Answer these questions using the essay on disability in music competitions.
(a) How is the disagreement over responding to virtuosic, disabled musicians often framed?
(b) Where does the essay say promising responses to its central question will be found?
(c) What difference have disability arts and culture historically been invested in?

## [EXTRACT TO READ]

********************

Recently excavated histories of disability in the public sphere are shifting the ground upon which scholars, teachers, students, and activists have for so long ably moved. Wider publics engaging with these disability histories find personal meaning and shared identity. One such history is that of disability in international music competitions, a performance climate which provokes sometimes-heated disagreement often framed as a stark choice: whether disability is the most important or the least important consideration in responding to virtuosic, disabled musicians. Such disagreement, I would argue, requires each of us invested in competitive music-making based on our respective values and commitments to ask ourselves, and each other: what is the difference between being a disabled musician and an able musician who happens to be disabled? The title of this essay further questions whether it is necessary to choose between putting music or disability first.

Promising responses to the question “what is the difference between being a disabled musician and a musician who happens to be disabled” will be found in concrete interactions between specific disabled musicians and their audiences, rather than abstraction. My own provisional response—that one need not be either a disabled musician or a musician who happens to be disabled, that one can modulate from one to the other—is informed by the incongruities of lived experience. Engagement with actual experience is required because, amid the ground shifted by disabled bodies making their histories public, disability arts and culture emerged as a generative site of politically engaged creativity. Historically invested in the difference between “disability artist” and “artist with a disability”, disability arts and culture bring into language, music, and art expressive identities which replace stark choice with uncertainty’s flexible strength.

********************

## [GIVEN INFORMATION]

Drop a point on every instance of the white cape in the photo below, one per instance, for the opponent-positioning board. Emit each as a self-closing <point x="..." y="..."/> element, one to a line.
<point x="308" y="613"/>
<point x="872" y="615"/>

********************

## [OUTPUT FOR THIS TASK]
(a) It is framed as a stark choice: whether disability is the most important or the least important consideration.
(b) In concrete interactions between specific disabled musicians and their audiences, rather than in abstraction.
(c) The difference between "disability artist" and "artist with a disability".